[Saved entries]

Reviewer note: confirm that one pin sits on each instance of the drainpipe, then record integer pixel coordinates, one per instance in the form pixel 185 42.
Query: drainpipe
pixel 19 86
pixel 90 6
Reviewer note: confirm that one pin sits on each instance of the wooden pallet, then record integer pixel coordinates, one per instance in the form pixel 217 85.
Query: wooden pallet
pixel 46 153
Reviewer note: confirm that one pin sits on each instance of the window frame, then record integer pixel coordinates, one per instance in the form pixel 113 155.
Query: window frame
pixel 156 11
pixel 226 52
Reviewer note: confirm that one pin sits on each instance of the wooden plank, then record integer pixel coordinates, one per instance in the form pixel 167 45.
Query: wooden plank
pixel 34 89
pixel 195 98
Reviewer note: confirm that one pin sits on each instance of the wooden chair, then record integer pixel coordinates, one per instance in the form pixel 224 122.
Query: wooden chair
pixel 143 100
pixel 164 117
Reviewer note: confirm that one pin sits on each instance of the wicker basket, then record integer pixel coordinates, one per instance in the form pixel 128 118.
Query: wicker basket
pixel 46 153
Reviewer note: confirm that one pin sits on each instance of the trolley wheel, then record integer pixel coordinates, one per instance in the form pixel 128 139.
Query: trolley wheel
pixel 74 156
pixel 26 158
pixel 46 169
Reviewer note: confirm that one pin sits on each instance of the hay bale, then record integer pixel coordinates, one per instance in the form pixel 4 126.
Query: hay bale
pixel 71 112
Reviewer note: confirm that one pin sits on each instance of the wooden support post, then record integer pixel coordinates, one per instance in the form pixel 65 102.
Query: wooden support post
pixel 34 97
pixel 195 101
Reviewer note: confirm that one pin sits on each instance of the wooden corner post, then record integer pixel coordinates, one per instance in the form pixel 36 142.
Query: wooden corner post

> [What to produce]
Write out, word for word, the lines from the one containing "pixel 36 142." through the end of the records, with no other lines.

> [Response to the exercise]
Reviewer note: confirm that one pin sits on each instance of the wooden corner post, then record integer pixel coordinates, one per instance in the form pixel 36 142.
Query: wooden corner post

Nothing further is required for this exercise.